作業指示
A: 提示文によると、ボパ・デビ王女はどこで亡くなったか答えよ。
B: 提示文の内容を2文で要約せよ。
C: 提示文のうち「2019年11月22日版」から「化を作り上げてきたのだから」」までの部分を、一字も変えずに返せ。

ボパ・デビ王女死去、火葬は25日(月)に 伝統舞踊の復興に尽力

カンボジア通信No.24 

2019年11月22日版 

カンボジアのボパ・デビ王女(故シアヌーク国王の長女、ラナリット元首相の姉、シハモニ国王の異母姉)が11月18日、タイ・バンコクの病院で約2週間入院の後、亡くなった。76歳だった。

 ボパ・デビ王女は、王室舞踊団の舞踏家・監督として活躍。内戦で衰退した伝統舞踊をはじめとする文化復興にも努め、文化芸術大臣(1991年~93年、1999年~2004年)も務めた。

 ボパ・デビ王女のご遺体は19日にタイからカンボジアへと到着。カンボジア国内では20日を服喪の日と定めて、アルコールの販売や娯楽番組の放送などを控えるとともに、半旗を掲げるよう通達が出された。

 クメールタイムズ紙などによると、王女のご遺体はプノンペンのワット・ボトム寺院に安置されており、シハモニ国王をはじめとする王室関係者や、フン・セン首相をはじめとする政府関係者が相次いで弔問のため訪れているという。

 王女は、カンボジアの王室舞踊を国際的に広め、これがユネスコの無形文化遺産に登録される上で、功績があり、2013年には、カンボジアの人間国宝の称号を付与された。その死去にあたり、王室舞踊団は王女の過去の映像などをウェブサイトに掲載したが、その中には、無形文化遺産に登録された際の映像もあり、当時文化芸術相であったボパ・デビ王女はこう話している。「カンボジアの伝統舞踊は無形文化遺産に登録されたが、それでこの活動が終わるわけではない。私や、他の踊りの師たちは年老いている。だから次の世代に引き継ぎたいと思っている。すべての若者のみなさん。芸術家だけでなく、すべてのみなさん。どうか、私たちの文化を守るよう、そしてその文化の発展のために私たちの祖国を支えて欲しい。私たちは、ほかの何を真似するのでもなく、自分たち自身の手で、この文化を作り上げてきたのだから」

記録データ

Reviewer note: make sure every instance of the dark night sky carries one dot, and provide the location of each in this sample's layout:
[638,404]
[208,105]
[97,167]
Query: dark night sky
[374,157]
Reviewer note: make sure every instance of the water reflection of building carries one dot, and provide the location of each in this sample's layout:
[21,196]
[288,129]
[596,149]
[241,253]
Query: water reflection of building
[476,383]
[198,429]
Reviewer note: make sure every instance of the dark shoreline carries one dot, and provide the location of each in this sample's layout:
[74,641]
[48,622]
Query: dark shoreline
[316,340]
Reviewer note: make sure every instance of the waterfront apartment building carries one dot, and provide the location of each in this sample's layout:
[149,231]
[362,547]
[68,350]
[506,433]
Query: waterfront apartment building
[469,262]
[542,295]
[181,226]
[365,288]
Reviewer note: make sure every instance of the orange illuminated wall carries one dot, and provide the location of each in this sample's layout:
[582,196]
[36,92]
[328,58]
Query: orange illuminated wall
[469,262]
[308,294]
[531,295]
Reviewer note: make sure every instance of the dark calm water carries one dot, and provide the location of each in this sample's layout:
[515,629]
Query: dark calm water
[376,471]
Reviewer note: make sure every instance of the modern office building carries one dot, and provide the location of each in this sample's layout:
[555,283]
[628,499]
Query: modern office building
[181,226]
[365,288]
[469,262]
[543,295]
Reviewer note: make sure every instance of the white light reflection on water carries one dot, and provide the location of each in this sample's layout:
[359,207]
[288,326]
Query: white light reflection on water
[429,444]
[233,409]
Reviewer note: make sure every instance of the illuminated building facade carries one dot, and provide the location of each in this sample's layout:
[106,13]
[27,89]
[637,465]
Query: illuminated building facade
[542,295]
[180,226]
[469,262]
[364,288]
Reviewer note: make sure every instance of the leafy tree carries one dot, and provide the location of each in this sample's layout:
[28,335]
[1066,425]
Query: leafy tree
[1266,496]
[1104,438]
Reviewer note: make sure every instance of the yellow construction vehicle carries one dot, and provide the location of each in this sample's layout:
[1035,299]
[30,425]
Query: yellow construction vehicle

各作業の結果
A: タイ・バンコクの病院。

B: カンボジアのボパ・デビ王女が11月18日にタイ・バンコクの病院で亡くなり(76歳)、カンボジア国内では20日が服喪の日と定められた。王女は王室舞踊団の舞踏家・監督や文化芸術大臣として、内戦で衰退した伝統舞踊などの文化復興に努め、王室舞踊がユネスコの無形文化遺産に登録される上で功績があった。

C:
2019年11月22日版 

カンボジアのボパ・デビ王女(故シアヌーク国王の長女、ラナリット元首相の姉、シハモニ国王の異母姉)が11月18日、タイ・バンコクの病院で約2週間入院の後、亡くなった。76歳だった。

 ボパ・デビ王女は、王室舞踊団の舞踏家・監督として活躍。内戦で衰退した伝統舞踊をはじめとする文化復興にも努め、文化芸術大臣(1991年~93年、1999年~2004年)も務めた。

 ボパ・デビ王女のご遺体は19日にタイからカンボジアへと到着。カンボジア国内では20日を服喪の日と定めて、アルコールの販売や娯楽番組の放送などを控えるとともに、半旗を掲げるよう通達が出された。

 クメールタイムズ紙などによると、王女のご遺体はプノンペンのワット・ボトム寺院に安置されており、シハモニ国王をはじめとする王室関係者や、フン・セン首相をはじめとする政府関係者が相次いで弔問のため訪れているという。

 王女は、カンボジアの王室舞踊を国際的に広め、これがユネスコの無形文化遺産に登録される上で、功績があり、2013年には、カンボジアの人間国宝の称号を付与された。その死去にあたり、王室舞踊団は王女の過去の映像などをウェブサイトに掲載したが、その中には、無形文化遺産に登録された際の映像もあり、当時文化芸術相であったボパ・デビ王女はこう話している。「カンボジアの伝統舞踊は無形文化遺産に登録されたが、それでこの活動が終わるわけではない。私や、他の踊りの師たちは年老いている。だから次の世代に引き継ぎたいと思っている。すべての若者のみなさん。芸術家だけでなく、すべてのみなさん。どうか、私たちの文化を守るよう、そしてその文化の発展のために私たちの祖国を支えて欲しい。私たちは、ほかの何を真似するのでもなく、自分たち自身の手で、この文化を作り上げてきたのだから」